*WRITTEN TASK A:* From the records below, report every line that contains the word "ground".

On 17/07/2015 22:26, Somesh Naidu wrote:
Perhaps, the management server don't reconize the host 3 totally down
(ping alive? or some quorum don't ok)
The only way to the mgt server to accept totally that the host 3 has a
real problem that the host 3 has been reboot (around 12:44)?
The host disconnect was triggered at 12:19 on host 3. Mgmt server was pretty 
sure the host is down (it was a graceful shutdown I believe) which is why it 
triggered a disconnect and notified other nodes. There was no 
checkhealth/checkonhost/etc. triggered; just the agent disconnected and all 
listeners (ping/etc.) notified.

At this time mgmt server should have scheduled HA on all VMs running on that 
host. The HA investigators would then work their way identifying whether the 
VMs are still running, if they need to be fenced, etc. But this never happened.


AFAIK, stopping the cloudstack-agent service don't allow to start the HA process for the VMs hosted by the node. Seems normal to me that the HA process don't start at this moment. If I would start the HA process on a node, I go to the Web UI (or cloudmonkey) to change the state of the Host from Up to Maintenance.


(after I can stop the CS-agent service if I need for exemple reboot a node)



Regards,
Somesh


-----Original Message-----
From: Milamber [mailto:milam...@apache.org]
Sent: Friday, July 17, 2015 6:01 PM
To: users@cloudstack.apache.org
Subject: Re: HA feature - KVM - CloudStack 4.5.1



On 17/07/2015 21:23, Somesh Naidu wrote:
Ok, so here are my findings.

1. Host ID 3 was shutdown around 2015-07-16 12:19:09 at which point management 
server called a disconnect.
2. Based on the logs, it seems VM IDs 32, 18, 39 and 46 were running on the 
host.
3. No HA tasks for any of these VMs at this time.
5. Management server restarted at around 2015-07-16 12:30:20.
6. Host ID 3 connected back at around 2015-07-16 12:44:08.
7. Management server identified the missing VMs and triggered HA on those.
8. The VMs were eventually started, all 4 of them.

*Dataset entries:*
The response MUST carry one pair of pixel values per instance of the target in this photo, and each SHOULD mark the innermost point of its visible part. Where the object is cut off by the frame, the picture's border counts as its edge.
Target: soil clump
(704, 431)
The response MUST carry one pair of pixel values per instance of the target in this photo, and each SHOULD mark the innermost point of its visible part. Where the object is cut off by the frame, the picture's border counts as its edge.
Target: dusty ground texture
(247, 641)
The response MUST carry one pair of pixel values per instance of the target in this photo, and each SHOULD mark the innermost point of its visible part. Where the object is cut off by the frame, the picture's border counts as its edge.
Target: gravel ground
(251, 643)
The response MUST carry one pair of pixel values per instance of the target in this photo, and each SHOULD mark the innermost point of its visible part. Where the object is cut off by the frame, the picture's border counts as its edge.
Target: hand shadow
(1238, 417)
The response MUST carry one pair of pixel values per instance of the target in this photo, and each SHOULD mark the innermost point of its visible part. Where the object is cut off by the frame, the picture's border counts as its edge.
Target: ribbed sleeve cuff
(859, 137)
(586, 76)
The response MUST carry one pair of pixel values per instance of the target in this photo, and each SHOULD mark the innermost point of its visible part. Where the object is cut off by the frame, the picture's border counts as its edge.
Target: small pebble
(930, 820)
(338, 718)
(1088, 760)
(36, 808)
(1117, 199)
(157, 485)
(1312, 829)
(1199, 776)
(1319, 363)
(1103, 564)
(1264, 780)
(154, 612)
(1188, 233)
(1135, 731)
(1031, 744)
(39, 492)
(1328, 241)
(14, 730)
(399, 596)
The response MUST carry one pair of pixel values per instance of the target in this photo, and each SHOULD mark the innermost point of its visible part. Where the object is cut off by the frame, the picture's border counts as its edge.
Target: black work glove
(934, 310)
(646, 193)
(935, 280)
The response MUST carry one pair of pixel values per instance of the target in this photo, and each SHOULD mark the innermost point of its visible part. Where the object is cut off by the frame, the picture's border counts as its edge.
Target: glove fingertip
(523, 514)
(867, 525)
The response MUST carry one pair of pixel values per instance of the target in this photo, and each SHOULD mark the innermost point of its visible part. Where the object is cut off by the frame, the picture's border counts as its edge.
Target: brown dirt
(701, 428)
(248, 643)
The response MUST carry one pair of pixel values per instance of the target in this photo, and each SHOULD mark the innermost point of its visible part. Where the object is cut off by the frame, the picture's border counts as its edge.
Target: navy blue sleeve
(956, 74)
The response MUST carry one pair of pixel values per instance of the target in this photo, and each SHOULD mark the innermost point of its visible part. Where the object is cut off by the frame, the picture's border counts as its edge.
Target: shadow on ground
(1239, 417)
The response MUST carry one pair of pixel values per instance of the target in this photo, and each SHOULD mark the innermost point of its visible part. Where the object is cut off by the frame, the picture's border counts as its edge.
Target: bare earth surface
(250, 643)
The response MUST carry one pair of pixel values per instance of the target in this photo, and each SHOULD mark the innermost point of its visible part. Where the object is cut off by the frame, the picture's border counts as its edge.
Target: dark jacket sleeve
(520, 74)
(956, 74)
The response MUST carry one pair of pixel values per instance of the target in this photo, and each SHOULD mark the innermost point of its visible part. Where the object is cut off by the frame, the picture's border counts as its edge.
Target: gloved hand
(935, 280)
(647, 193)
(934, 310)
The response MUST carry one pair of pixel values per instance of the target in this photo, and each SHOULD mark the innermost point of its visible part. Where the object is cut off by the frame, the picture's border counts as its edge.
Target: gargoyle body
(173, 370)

*WRITTEN TASK B:* Which VM IDs does the CloudStack HA thread above say were running on host 3?

*OUTPUT A:*
Target: dusty ground texture
Target: gravel ground
Target: shadow on ground

*OUTPUT B:* 32, 18, 39 and 46